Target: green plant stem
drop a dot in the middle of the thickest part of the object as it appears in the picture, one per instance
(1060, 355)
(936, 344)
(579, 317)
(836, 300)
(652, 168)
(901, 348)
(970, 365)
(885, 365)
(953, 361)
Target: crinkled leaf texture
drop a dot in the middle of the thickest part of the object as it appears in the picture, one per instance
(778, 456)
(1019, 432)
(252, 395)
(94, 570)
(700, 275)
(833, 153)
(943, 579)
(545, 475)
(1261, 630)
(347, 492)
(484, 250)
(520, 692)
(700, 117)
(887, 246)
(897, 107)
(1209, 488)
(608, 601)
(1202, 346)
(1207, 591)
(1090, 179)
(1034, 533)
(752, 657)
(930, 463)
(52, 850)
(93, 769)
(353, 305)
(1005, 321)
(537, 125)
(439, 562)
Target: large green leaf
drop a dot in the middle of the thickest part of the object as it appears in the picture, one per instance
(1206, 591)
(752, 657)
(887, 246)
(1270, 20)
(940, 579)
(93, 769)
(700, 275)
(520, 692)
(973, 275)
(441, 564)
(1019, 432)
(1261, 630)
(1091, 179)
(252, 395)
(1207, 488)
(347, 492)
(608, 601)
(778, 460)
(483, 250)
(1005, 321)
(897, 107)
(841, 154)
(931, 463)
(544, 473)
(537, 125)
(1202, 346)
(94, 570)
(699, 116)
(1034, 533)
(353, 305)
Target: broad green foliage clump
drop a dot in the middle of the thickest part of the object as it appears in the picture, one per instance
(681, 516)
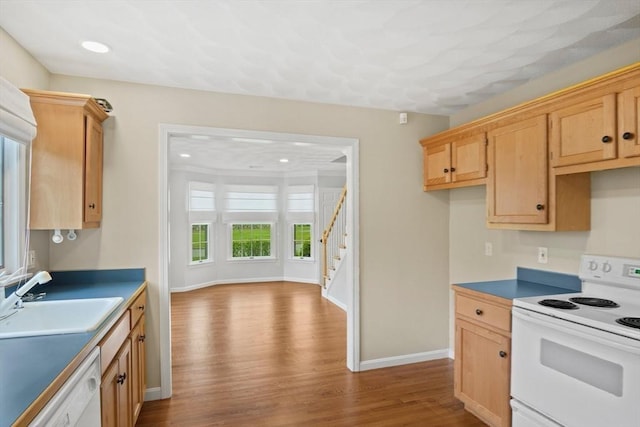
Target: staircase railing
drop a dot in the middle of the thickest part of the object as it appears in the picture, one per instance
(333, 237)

◇ ◇ ◇

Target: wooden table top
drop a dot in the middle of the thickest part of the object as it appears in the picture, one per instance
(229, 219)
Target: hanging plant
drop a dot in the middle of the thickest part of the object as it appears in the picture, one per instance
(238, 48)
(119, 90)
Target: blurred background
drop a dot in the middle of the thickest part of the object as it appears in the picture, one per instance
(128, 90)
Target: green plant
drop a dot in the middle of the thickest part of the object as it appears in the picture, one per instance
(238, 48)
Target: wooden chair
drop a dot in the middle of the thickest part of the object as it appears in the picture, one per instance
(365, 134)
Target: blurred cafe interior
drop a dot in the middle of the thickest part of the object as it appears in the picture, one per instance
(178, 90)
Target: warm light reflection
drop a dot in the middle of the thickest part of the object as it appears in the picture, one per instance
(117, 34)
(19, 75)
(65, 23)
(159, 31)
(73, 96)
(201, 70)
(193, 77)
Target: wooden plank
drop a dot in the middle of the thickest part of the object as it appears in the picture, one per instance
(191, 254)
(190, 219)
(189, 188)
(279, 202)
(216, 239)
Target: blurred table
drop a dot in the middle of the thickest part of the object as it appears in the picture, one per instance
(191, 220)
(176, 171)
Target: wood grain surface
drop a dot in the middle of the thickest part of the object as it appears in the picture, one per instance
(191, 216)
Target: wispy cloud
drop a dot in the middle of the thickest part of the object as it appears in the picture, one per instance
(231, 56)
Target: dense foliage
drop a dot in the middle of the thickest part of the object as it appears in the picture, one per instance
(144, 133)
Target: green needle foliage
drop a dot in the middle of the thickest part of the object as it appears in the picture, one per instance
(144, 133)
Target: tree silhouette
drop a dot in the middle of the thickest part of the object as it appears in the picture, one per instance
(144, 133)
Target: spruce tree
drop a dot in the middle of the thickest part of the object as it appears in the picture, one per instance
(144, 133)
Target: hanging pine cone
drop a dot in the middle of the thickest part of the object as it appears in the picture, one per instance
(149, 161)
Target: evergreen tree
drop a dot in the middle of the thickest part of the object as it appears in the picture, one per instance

◇ ◇ ◇

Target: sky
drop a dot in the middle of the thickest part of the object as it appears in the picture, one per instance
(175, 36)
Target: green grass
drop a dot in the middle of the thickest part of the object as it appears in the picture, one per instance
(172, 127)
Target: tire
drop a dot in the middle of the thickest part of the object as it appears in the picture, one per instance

◇ ◇ ◇

- [WRITTEN INSTRUCTION]:
List every line of the items above that contains the word "wooden", copying each one in full.

- [SOLUTION TO THIS PROBLEM]:
Target: wooden table top
Target: wooden chair
Target: wooden plank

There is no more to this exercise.